++++ The data ++++

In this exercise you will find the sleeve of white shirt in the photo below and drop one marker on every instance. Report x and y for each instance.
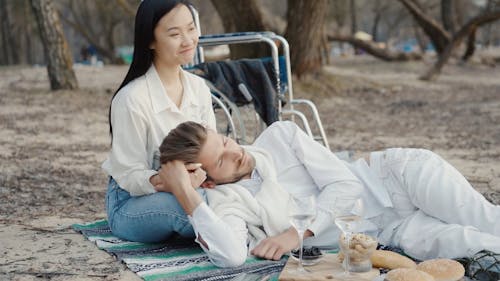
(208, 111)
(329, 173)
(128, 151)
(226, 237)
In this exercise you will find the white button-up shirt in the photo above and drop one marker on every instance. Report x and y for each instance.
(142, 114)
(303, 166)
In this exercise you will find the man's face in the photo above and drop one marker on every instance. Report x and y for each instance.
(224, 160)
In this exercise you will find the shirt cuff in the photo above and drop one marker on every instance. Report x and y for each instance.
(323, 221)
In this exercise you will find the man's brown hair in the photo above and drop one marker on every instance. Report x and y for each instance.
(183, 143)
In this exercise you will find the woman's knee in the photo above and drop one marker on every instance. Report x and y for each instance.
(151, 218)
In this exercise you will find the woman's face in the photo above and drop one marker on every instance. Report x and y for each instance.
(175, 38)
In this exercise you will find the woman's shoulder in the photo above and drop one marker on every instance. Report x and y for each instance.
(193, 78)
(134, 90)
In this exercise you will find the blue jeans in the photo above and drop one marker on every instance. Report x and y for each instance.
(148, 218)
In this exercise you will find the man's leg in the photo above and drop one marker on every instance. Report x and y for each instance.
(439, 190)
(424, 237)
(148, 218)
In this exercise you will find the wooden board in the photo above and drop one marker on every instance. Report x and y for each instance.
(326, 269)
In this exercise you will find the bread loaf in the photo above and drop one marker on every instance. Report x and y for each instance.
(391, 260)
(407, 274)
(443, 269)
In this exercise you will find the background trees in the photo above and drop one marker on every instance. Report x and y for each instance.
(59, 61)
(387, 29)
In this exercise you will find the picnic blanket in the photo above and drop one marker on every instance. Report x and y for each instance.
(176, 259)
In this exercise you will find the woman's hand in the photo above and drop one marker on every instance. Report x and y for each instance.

++++
++++ The data ++++

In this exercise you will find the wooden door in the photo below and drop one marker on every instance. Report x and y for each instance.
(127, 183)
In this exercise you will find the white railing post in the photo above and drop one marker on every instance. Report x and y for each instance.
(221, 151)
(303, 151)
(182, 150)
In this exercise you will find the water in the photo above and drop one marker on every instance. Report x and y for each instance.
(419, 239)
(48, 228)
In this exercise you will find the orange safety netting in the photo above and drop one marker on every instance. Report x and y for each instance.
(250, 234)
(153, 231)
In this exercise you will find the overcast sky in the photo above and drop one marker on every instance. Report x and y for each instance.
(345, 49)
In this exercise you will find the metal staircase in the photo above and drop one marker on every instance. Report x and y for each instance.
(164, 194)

++++

• _What you should do_
Pick out each line of the listing that contains the word "face" and copy it in full.

• _Written response_
In this exercise you will find the man's face in the photo above and drop one marker on every instance. Report x and y for each instance.
In this exercise you will find the woman's face in the photo above and drop one marker on every instance. Report x and y for each instance.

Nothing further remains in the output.